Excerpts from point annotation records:
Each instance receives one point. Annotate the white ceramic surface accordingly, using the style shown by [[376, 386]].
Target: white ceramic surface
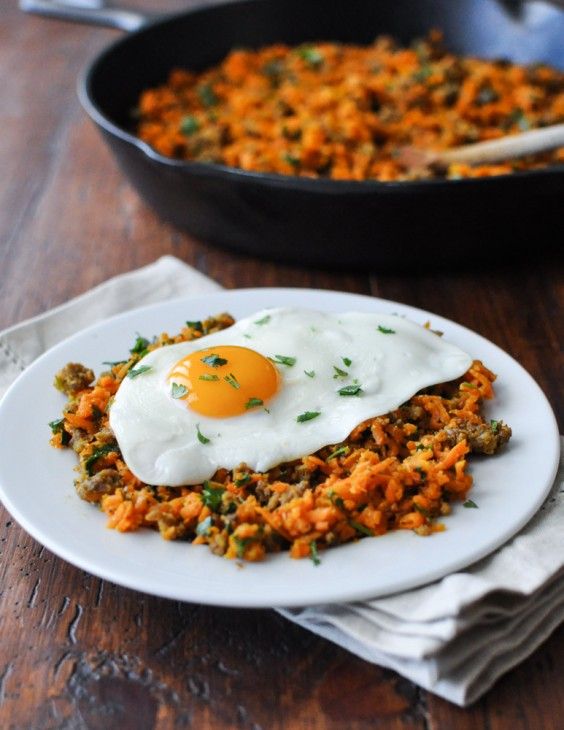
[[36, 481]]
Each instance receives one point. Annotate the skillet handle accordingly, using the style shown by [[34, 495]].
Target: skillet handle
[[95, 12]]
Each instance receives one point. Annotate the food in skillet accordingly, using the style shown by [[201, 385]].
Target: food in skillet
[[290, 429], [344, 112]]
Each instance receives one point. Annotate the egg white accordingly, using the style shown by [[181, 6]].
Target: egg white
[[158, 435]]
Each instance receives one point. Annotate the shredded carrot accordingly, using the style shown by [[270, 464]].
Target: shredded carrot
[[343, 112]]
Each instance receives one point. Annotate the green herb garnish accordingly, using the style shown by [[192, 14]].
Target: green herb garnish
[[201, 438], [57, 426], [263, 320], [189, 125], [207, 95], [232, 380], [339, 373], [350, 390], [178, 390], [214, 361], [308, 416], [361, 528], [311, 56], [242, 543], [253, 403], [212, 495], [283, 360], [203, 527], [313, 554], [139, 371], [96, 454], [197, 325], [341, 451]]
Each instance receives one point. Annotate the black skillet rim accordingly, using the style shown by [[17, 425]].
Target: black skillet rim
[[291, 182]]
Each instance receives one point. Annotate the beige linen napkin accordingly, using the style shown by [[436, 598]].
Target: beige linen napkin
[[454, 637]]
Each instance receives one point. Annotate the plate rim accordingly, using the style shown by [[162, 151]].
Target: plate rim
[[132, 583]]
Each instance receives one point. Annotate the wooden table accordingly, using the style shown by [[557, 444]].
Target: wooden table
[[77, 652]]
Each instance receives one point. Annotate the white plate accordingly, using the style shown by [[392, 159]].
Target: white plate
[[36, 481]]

* * *

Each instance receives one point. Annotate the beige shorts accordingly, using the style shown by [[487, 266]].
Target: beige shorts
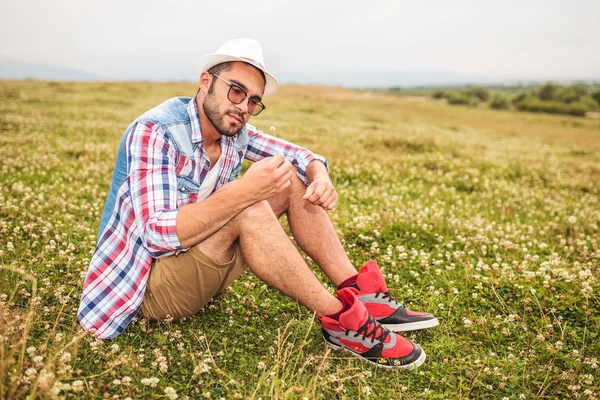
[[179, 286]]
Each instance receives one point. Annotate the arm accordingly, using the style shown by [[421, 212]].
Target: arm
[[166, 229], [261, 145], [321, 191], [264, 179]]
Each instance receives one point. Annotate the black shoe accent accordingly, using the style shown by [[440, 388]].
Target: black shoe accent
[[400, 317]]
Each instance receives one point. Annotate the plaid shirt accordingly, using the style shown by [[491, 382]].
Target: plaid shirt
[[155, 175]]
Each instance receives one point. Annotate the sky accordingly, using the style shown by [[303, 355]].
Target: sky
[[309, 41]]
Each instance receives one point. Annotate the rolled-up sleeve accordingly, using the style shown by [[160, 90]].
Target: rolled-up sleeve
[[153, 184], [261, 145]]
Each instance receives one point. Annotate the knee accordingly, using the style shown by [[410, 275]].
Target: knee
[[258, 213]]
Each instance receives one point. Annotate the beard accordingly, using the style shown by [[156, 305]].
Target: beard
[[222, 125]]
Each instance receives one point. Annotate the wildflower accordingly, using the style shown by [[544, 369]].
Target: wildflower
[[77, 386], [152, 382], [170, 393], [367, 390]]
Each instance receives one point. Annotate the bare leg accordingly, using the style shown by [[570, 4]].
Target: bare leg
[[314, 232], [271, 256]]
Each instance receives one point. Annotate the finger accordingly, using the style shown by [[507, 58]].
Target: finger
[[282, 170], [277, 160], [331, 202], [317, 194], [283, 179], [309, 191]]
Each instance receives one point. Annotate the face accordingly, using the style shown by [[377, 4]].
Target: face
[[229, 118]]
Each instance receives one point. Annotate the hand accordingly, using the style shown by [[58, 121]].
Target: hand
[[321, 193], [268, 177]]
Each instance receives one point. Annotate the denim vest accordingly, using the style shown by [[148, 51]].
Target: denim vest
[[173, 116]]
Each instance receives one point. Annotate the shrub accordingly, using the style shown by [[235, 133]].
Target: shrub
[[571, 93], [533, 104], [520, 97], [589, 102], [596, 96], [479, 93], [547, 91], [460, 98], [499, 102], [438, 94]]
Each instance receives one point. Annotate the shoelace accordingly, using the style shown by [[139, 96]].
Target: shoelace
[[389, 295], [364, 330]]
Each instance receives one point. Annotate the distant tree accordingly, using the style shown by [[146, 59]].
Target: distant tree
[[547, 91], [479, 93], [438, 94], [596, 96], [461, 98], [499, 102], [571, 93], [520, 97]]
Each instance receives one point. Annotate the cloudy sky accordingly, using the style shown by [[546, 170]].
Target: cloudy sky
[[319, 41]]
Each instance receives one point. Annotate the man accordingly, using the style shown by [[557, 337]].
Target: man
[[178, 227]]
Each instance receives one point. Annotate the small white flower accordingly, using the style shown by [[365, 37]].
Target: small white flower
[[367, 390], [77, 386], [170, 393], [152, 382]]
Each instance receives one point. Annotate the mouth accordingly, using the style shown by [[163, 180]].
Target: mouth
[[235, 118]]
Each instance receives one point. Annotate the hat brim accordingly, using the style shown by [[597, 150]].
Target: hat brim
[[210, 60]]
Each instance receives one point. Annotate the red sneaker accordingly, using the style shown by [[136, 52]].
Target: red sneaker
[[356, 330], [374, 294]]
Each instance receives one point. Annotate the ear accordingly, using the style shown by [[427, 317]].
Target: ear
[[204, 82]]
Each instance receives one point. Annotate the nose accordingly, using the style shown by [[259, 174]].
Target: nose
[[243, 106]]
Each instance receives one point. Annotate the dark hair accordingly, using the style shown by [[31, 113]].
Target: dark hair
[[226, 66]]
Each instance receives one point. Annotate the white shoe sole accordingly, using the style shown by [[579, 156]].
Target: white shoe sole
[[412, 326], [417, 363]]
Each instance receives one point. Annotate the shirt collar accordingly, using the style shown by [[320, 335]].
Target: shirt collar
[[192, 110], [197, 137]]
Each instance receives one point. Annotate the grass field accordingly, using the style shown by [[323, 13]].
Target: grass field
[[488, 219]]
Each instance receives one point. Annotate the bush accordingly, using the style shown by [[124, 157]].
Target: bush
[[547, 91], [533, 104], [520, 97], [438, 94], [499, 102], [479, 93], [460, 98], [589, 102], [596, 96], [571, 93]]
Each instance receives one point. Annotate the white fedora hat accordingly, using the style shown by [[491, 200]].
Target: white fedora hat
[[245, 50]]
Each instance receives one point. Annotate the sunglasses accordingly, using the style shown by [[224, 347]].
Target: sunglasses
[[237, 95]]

--

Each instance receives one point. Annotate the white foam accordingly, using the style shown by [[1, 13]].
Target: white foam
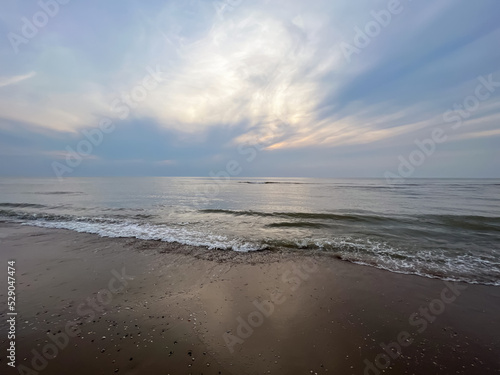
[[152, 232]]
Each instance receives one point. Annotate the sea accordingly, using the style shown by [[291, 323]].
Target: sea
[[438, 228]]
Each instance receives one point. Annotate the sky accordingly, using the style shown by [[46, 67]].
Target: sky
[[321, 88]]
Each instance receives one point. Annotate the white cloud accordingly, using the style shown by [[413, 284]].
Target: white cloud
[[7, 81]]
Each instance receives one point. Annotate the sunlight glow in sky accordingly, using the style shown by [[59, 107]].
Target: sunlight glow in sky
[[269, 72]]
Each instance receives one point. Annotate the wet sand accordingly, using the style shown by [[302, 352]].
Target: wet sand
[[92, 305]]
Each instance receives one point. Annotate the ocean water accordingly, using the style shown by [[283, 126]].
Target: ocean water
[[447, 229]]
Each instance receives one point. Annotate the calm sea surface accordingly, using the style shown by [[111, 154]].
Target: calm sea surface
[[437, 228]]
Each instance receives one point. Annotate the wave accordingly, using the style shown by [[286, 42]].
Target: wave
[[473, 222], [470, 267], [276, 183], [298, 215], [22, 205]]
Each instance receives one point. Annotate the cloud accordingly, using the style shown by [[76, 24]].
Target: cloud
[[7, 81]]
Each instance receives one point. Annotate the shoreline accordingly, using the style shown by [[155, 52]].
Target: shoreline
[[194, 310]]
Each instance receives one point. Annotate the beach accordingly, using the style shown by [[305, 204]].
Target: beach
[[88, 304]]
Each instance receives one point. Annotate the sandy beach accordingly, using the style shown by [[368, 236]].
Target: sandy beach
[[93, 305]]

TASK DETAILS
Could you render the records as a Markdown table with the columns Row and Line, starting with the line containing "Each instance receives one point. Annotate the cloudy" and going on through the line containing "[[367, 390], [77, 386], [170, 393], [152, 382]]", numbering each line and leaving out blank lines?

SOLUTION
| Row | Line |
|---|---|
| 1 | Each instance receives one point. Annotate the cloudy sky accordingly, using the style shown by [[546, 170]]. |
| 2 | Target: cloudy sky |
| 3 | [[319, 41]] |
| 4 | Each instance receives one point. Annotate the man accordingly, using the style shown by [[557, 337]]. |
| 5 | Target: man |
| 6 | [[178, 227]] |
| 7 | Each instance receives one point. Annotate the small white flower accordingly, using the style shown by [[365, 37]]. |
| 8 | Target: small white flower |
| 9 | [[367, 390], [77, 386], [170, 393], [152, 382]] |